» **Tâches à réaliser**:
**1.** Dans le texte sur les subventions agricoles, renommez « produits industriels » en « biens manufacturés » et recopiez le passage commençant à « Le taux de protection » et se terminant à « voie de développement? ».
**2.** D'après le texte sur les subventions agricoles, quelle initiative de l'Union européenne Arvind Panagariya prend-il en compte dans ses modèles ?

» **Texte extrait**:
+++++
Les subventions ont un effet neutre voire bénéfique pour les PMA

Résumé

Des simulations récentes montrent que la libéralisation du marché agricole ne bénéficierait pas aux PMA notamment car cela leur ferait perdre les accords préférentiels qu’ils ont avec les Etats Unis et l’Union Européenne. Un économiste indien a même démontré de façon rigoureuse que la suppression des subventions agricoles de l’Union Européenne aurait des conséquences néfastes sur les PMA. En effet, si l’Union Européenne supprime ses subventions alors le cours mondial des biens agricoles augmentera, ce qui aura un impact négatif sur les PMA étant donné que 45 d’entre eux (sur 48) sont importateurs nets de produits agricoles

La libéralisation agricole ne donnera pas les conditions nécessaires au décollage économique de l’Afrique

Ceci est une synthèse d’un article du CEPII écrit par Antoine Bouët. (lien vers la version intégrale)

Le taux de protection est dans le monde en moyenne de 20% sur les produits agricoles et seulement de 4% sur les produits industriels. La libéralisation agricole sera-t-elle bénéfique pour les pays en voie de développement?

 

La Banque mondiale pense que supprimer les subventions agricoles permettra le décollage économique des pays en voie de développement, mais sa position est à nuancer puisque ses calculs ont été fait avec un indice des droits de douanes qui ne reflète pas la réalité, et parce qu’elle n’a pas pris en compte la diversité des structures productives et des spécialisations commerciales des pays en voie de développement, ni les programme en faveur des PMA de la part des Etats Unis et de l’Union Européenne.

A l’aide du modèle MIRAGE (qui lui tient compte des critiques émises précédemment sur le modèle de la Banque Mondiale), on cherche à évaluer les effets de la libéralisation du marché agricole. On fait l’hypothèse d’une suppression des subventions à l’exportation, d’une réduction de 50 % des soutiens internes couplés à la production et de la baisse progressive des droits de douane. Les résultats des simulations nous montrent alors que ces réformes sont particulièrement bénéfiques pour les pays du Cairns (Brésil, Argentine ...), un peu moins pour les Etat Unis et l’Union Européenne et encore moins pour les PMA

 

La conclusion de l’article est que l’Afrique sub-saharienne ne trouvera pas à l’évidence dans la libéralisation agricole les conditions d’un décollage économique.

 

 

Un économiste démontre que les subventions agricoles soutiennent les PMA

Dans son article « Agricultural Liberalization and the Least developed Countries: Six Fallacies” Arvind Panagariya montre de façon rigoureuse, en s’appuyant sur des modèles micro-économiques, que si l’on supprimait les subventions agricoles dans les pays du nord, cela entrainerait une augmentation mondiale des prix des produits agricoles qui serait néfaste aux PMA étant donné que 45 d’entre eux (sur 48) sont importateurs nets de biens alimentaires. De plus, il tient compte dans ses modèles de l’initiative « Tout sauf les armes » de l’Union Européenne, qui permet aux PMA de vendre leur produit au prix du marché européen qui est supérieur à celui du marché mondiale, tout en bénéficiant toujours pour leurs importations de la faiblesse des prix mondiaux due aux subventions accordées aux agriculteurs européens. La perte de cet accord préférentiel de commerce est selon lui un élément qui montre encore que la libéralisation du marché agricole ne serait pas une bonne chose pour les PMA.
+++++
Lignes contenues dans un jeu de données:

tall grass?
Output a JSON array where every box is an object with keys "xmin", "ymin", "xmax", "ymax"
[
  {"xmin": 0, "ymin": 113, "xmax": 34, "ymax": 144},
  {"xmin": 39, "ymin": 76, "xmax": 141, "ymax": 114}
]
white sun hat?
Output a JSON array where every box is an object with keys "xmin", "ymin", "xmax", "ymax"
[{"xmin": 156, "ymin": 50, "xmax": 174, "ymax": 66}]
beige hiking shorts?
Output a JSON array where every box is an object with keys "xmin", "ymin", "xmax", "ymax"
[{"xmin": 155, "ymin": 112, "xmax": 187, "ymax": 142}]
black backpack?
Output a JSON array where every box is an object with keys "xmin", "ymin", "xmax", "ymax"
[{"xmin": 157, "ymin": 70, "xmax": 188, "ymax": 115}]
+++++
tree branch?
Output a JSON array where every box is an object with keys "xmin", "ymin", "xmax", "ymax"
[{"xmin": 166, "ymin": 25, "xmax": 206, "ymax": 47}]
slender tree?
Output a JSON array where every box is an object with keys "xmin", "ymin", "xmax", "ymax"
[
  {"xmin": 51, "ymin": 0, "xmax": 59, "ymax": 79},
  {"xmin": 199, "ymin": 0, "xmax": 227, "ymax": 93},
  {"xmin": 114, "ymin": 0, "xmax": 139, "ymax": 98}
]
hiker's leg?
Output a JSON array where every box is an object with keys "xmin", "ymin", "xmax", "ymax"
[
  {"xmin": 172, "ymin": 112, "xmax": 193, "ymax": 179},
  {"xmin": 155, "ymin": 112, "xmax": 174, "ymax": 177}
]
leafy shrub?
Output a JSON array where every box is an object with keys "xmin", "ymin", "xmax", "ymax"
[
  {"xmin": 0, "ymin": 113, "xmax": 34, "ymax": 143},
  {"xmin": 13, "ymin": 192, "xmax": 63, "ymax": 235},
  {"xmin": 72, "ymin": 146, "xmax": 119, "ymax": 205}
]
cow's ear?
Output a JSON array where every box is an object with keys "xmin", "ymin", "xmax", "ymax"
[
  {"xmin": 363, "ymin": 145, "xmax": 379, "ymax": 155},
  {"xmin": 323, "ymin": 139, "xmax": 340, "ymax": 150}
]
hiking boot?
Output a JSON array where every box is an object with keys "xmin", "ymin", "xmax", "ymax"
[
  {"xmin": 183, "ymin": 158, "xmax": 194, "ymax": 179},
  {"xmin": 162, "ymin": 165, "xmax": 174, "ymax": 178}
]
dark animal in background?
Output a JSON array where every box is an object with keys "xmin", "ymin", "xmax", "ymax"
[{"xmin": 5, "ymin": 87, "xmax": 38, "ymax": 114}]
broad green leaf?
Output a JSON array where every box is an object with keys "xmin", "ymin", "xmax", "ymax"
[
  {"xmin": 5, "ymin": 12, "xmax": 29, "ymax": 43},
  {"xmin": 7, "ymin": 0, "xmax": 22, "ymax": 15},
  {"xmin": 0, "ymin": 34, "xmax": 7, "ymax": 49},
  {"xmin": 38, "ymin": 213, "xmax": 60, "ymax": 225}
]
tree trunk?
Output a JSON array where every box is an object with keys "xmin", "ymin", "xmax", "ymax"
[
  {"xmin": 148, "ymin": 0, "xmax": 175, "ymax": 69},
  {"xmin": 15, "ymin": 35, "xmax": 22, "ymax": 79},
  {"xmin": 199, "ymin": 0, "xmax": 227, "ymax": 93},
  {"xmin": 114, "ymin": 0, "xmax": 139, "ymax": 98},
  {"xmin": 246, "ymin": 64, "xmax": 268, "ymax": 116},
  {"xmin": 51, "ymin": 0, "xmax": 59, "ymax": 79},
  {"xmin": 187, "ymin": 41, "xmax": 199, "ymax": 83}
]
+++++
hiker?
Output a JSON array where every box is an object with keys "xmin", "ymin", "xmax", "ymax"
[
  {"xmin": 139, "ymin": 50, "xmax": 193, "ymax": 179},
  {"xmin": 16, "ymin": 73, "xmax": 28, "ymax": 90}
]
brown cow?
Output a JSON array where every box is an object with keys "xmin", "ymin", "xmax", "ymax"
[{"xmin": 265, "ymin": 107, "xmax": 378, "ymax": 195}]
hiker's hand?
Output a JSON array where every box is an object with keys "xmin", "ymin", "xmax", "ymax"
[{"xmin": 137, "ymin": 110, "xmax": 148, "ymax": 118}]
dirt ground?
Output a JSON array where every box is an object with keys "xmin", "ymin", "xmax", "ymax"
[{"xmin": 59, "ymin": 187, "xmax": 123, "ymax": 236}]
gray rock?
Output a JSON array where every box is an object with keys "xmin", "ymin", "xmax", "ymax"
+++++
» **Liste des réponses**:
**1.**
Le taux de protection est dans le monde en moyenne de 20% sur les produits agricoles et seulement de 4% sur les biens manufacturés. La libéralisation agricole sera-t-elle bénéfique pour les pays en voie de développement?

**2.** L'initiative « Tout sauf les armes ».